(Beginning of Source document)

With the bitter cold blowing across the Midwest, The Milk Bank offers a few suggestions on breastfeeding during colder months and the presence of illness.

Germs and sickness can be on the rise throughout winter temperatures, which is why it’s important for moms to offer breast milk as much as they are able – even if lactating mothers are sick, their breast milk helps build up much-needed germ resistance that is passed on to babies.


1.  Layer Up!
Make sure to follow winter weather advisory warnings. If you must go out of the house, keep baby warm by dressing him appropriately – layer a onesie with a sweater or other garment. Don’t forget hats, socks and mittens! This article from the American Academy of Pediatrics is helpful in determining how to keep baby safe and warm while traveling in a car seat.

Consider adding layers to your own clothing to stay warm while breastfeeding. Many clothing companies offer accessible options for lactating mothers. Skin-to-skin contact is still beneficial for baby during colder months. Wrap yourselves in blankets to keep each other warm.

2.  Massage Yourself
Keep your breasts warm and loose to prevent milk duct clogs or inflammation. Gently massage your breasts to ease the flow of milk, and avoid tight or restrictive clothing layers. Browse these tips for plugged ducts and mastitis at kellymom.com.

3.  Check on Medications
If you need to take medications, vitamins or mineral supplements to combat an illness while breastfeeding, check with your doctor or pharmacist to make sure they are safe for baby. The Milk Bank’s medication list can be more limiting, so please check with us if you’re donating breast milk. We can help you determine if the milk stored during the time of medicinal use will be accepted for donation and pasteurizing. (Make sure to label your bags appropriately and keep track of dates!)

4.  Wash your Hands
It might seem like a no-brainer, but adequate washing of hands is one of the best ways to prevent the spread of germs. Chances are, you’re not doing it enough or as thoroughly as needed. Follow these five steps from the Center for Disease Control & Prevention (CDC).

5.  Clean your Pump
If you are storing breast milk by pumping, it is imperative to keep your pump and its parts clean to avoid contamination, regardless of the time of year. (Contact us if you’re a milk donor and you’d like us to send microwave sanitizing bags to you at no cost!) To clean your breast pump, follow these recommended guidelines from the CDC.

Are you an active donor mother? Let us know if you or someone in your family is fighting an illness, so that we can guide you through the best process for donating milk during this time.

Hunker down, rest up, and enjoy the coziness that winter months can bring to your family!

(End of Source document)

Write out the article on breastfeeding tips for the winter months in full, word for word.

(Beginning of Data extract)

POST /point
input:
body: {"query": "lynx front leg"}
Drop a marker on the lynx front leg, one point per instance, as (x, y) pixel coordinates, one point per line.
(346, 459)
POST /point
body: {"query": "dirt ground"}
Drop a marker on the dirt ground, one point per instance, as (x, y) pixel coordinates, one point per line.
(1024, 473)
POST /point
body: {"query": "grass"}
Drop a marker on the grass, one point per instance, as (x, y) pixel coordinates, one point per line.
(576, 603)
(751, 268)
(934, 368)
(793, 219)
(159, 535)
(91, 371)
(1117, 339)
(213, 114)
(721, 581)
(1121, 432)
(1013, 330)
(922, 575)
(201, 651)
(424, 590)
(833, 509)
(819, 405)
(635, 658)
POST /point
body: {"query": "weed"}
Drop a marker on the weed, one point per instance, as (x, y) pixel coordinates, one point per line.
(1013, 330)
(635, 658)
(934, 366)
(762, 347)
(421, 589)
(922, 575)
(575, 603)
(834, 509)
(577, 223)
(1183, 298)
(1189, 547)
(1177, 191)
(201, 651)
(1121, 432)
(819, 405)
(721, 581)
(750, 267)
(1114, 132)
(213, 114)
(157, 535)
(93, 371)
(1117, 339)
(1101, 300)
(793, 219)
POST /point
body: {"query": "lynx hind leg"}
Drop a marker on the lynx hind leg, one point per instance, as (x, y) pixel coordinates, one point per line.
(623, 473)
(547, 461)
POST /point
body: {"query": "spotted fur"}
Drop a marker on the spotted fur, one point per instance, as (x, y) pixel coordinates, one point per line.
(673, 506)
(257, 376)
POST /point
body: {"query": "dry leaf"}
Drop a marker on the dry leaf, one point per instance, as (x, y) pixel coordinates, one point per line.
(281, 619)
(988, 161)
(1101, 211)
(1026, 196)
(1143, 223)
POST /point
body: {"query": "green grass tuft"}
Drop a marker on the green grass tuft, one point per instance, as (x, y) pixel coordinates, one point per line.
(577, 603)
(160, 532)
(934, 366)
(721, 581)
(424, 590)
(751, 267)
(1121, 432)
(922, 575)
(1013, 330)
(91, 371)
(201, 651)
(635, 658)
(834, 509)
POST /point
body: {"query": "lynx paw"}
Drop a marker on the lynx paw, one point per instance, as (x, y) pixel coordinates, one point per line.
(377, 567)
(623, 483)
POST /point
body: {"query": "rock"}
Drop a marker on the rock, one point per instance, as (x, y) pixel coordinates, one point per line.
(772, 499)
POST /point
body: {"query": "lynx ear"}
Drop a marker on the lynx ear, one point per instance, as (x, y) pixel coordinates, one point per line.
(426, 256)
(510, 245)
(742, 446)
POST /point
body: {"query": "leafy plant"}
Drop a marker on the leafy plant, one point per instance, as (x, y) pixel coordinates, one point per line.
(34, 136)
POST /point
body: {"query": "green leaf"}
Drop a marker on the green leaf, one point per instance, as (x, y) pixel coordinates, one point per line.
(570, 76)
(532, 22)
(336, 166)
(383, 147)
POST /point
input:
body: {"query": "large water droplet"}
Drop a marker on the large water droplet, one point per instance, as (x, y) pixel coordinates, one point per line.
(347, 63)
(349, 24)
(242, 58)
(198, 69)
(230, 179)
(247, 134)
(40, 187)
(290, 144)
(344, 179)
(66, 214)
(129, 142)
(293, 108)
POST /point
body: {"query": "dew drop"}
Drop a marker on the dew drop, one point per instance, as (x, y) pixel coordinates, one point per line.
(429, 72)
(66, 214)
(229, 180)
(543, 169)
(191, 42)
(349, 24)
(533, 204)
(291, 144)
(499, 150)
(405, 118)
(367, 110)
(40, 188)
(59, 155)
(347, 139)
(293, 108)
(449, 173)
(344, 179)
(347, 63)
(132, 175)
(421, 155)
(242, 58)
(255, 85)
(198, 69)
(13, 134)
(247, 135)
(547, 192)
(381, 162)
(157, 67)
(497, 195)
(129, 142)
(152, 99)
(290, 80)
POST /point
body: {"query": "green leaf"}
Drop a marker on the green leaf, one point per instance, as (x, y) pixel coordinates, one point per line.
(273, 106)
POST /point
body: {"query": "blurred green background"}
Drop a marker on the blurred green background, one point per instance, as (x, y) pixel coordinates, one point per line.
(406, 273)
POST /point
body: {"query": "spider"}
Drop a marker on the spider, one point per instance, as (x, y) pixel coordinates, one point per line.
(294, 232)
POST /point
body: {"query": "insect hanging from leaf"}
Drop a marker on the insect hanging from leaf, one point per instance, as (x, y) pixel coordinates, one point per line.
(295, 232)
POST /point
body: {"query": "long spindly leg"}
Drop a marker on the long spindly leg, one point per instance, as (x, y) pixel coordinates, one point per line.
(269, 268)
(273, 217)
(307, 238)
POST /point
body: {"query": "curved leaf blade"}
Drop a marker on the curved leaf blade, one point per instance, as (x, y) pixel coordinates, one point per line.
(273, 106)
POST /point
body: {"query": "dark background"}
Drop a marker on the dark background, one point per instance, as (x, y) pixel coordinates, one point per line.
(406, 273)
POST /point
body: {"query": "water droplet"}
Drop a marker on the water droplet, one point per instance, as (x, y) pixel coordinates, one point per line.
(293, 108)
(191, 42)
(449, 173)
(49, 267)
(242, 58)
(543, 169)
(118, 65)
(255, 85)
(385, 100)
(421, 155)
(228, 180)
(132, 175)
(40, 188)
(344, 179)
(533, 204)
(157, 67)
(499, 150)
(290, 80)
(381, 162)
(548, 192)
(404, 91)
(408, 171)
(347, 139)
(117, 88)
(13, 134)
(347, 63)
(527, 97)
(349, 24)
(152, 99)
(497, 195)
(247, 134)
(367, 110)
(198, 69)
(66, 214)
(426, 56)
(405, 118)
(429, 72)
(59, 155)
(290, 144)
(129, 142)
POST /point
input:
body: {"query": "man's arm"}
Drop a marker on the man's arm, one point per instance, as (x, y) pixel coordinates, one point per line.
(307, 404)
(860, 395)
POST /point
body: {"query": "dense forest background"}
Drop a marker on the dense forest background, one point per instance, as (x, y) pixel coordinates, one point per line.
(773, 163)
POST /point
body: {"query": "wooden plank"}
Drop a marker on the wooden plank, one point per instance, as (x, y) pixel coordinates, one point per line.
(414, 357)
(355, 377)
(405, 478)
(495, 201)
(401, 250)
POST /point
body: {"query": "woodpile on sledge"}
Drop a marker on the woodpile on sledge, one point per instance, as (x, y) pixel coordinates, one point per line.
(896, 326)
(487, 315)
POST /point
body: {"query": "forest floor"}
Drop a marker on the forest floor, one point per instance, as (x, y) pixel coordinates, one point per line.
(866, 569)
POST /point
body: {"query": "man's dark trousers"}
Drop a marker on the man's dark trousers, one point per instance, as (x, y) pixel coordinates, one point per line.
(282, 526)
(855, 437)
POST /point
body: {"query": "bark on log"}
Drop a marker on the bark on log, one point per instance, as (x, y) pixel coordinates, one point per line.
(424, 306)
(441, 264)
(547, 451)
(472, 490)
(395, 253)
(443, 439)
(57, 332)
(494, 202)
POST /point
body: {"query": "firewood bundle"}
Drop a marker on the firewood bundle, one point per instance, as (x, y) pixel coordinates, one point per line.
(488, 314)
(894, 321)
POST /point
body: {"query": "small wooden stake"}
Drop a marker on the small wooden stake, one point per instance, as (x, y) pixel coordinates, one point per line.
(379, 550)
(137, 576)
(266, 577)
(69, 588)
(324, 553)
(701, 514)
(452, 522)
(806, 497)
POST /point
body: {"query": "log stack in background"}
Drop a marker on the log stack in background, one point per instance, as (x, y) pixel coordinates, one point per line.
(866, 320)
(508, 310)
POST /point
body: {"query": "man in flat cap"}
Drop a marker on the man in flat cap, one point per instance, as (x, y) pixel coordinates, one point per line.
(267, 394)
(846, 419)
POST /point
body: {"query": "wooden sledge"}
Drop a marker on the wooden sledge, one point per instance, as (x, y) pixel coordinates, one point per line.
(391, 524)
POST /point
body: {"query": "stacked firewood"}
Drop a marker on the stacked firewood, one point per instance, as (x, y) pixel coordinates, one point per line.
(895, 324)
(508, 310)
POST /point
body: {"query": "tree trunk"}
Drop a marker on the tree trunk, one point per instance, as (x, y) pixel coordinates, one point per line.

(End of Data extract)

**Answer below:**
With the bitter cold blowing across the Midwest, The Milk Bank offers a few suggestions on breastfeeding during colder months and the presence of illness.

Germs and sickness can be on the rise throughout winter temperatures, which is why it’s important for moms to offer breast milk as much as they are able – even if lactating mothers are sick, their breast milk helps build up much-needed germ resistance that is passed on to babies.


1.  Layer Up!
Make sure to follow winter weather advisory warnings. If you must go out of the house, keep baby warm by dressing him appropriately – layer a onesie with a sweater or other garment. Don’t forget hats, socks and mittens! This article from the American Academy of Pediatrics is helpful in determining how to keep baby safe and warm while traveling in a car seat.

Consider adding layers to your own clothing to stay warm while breastfeeding. Many clothing companies offer accessible options for lactating mothers. Skin-to-skin contact is still beneficial for baby during colder months. Wrap yourselves in blankets to keep each other warm.

2.  Massage Yourself
Keep your breasts warm and loose to prevent milk duct clogs or inflammation. Gently massage your breasts to ease the flow of milk, and avoid tight or restrictive clothing layers. Browse these tips for plugged ducts and mastitis at kellymom.com.

3.  Check on Medications
If you need to take medications, vitamins or mineral supplements to combat an illness while breastfeeding, check with your doctor or pharmacist to make sure they are safe for baby. The Milk Bank’s medication list can be more limiting, so please check with us if you’re donating breast milk. We can help you determine if the milk stored during the time of medicinal use will be accepted for donation and pasteurizing. (Make sure to label your bags appropriately and keep track of dates!)

4.  Wash your Hands
It might seem like a no-brainer, but adequate washing of hands is one of the best ways to prevent the spread of germs. Chances are, you’re not doing it enough or as thoroughly as needed. Follow these five steps from the Center for Disease Control & Prevention (CDC).

5.  Clean your Pump
If you are storing breast milk by pumping, it is imperative to keep your pump and its parts clean to avoid contamination, regardless of the time of year. (Contact us if you’re a milk donor and you’d like us to send microwave sanitizing bags to you at no cost!) To clean your breast pump, follow these recommended guidelines from the CDC.

Are you an active donor mother? Let us know if you or someone in your family is fighting an illness, so that we can guide you through the best process for donating milk during this time.

Hunker down, rest up, and enjoy the coziness that winter months can bring to your family!